**WORK ITEM**
Copy out the entries below in full and exactly.

═══ SOURCE INFORMATION ═══

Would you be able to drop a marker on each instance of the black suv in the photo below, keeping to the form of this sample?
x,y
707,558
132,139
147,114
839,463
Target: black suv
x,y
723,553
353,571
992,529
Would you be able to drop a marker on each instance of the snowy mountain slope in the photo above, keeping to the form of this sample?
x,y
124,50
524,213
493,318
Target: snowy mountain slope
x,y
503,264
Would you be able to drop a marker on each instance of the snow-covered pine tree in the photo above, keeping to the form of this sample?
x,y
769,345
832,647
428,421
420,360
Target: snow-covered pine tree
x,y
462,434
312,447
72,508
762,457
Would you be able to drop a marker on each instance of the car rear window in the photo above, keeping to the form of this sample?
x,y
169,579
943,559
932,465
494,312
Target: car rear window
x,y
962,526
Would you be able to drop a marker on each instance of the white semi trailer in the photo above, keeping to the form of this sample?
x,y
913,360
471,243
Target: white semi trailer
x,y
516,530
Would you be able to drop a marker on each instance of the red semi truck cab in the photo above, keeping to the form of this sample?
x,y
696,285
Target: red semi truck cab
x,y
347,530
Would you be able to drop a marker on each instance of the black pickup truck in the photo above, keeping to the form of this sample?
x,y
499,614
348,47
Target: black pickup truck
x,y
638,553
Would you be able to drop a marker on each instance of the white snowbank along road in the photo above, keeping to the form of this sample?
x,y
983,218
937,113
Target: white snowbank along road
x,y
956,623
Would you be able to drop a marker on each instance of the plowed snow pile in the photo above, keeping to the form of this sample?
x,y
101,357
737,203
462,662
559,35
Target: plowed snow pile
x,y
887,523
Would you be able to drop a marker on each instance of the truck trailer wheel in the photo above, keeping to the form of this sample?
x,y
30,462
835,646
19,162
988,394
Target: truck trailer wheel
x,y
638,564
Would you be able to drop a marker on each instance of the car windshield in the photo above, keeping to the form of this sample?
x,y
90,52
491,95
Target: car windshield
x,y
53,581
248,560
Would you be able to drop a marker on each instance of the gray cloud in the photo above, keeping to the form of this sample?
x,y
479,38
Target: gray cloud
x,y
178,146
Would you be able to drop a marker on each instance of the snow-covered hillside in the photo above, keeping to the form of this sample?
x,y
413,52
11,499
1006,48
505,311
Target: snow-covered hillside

═══

**FINAL ANSWER**
Would you be able to drop a marker on each instance of the black suv in the photo below, keeping to the form of this sample?
x,y
707,558
132,139
147,114
839,463
Target: black suv
x,y
723,553
353,571
992,529
Would you be able to drop a marker on each instance of the snowy mountain slope in the photo above, keeping to the form of this sample?
x,y
124,50
524,213
493,318
Target: snowy mountain slope
x,y
503,264
Would you be able to drop a marker on each instance of the snow-covered pine tree in the photo above, keeping to the form of this sample?
x,y
769,345
832,647
428,421
420,360
Target: snow-covered pine tree
x,y
462,434
312,447
72,508
762,457
Would you be able to drop a marker on each instance of the car rear window in the photo above, keeping to the form of this sample?
x,y
169,579
943,559
932,465
494,312
Target: car rear window
x,y
962,526
Would you be able to drop a marker on each instance of the white semi trailer in the photo above, keeping to the form of this sample?
x,y
913,360
471,243
Target: white semi trailer
x,y
516,530
Would you be able to drop a marker on each instance of the red semi truck cab in the photo above, keeping to the form of this sample?
x,y
696,285
Target: red semi truck cab
x,y
347,530
Would you be able to drop a marker on each instance of the black pickup truck in the photo above, keeping to the form of this sample?
x,y
499,614
348,47
Target: black pickup truck
x,y
638,553
Would you be able to drop a marker on each instance of the white snowbank along road in the photo above, keeping to the form of this sample?
x,y
983,218
937,113
Target: white snowbank along road
x,y
956,623
Would you be able to drop a marker on each instance of the plowed snow pile in the photo above, keeping to the form of this sample?
x,y
101,357
737,203
462,662
559,35
Target: plowed snow pile
x,y
887,523
Would you be able to drop a marker on each instance of the truck trailer wheel in the photo above, keeping to the form of this sample?
x,y
30,462
835,646
19,162
988,394
Target: truck trailer wheel
x,y
638,564
Would you be able to drop a marker on each instance of the car windshield in the photo above, keeping to the form of this sample?
x,y
90,52
491,95
Target: car windshield
x,y
53,581
248,560
Would you be able to drop a marker on each instance of the gray cloud in the photo above, keeping to the form of this sample?
x,y
479,38
Target: gray cloud
x,y
178,146
Would you be able to drop a marker on each instance of the snow-covered hillside in the photo above, keeping to the form of this sample?
x,y
413,52
11,499
1006,48
505,311
Target: snow-covered hillside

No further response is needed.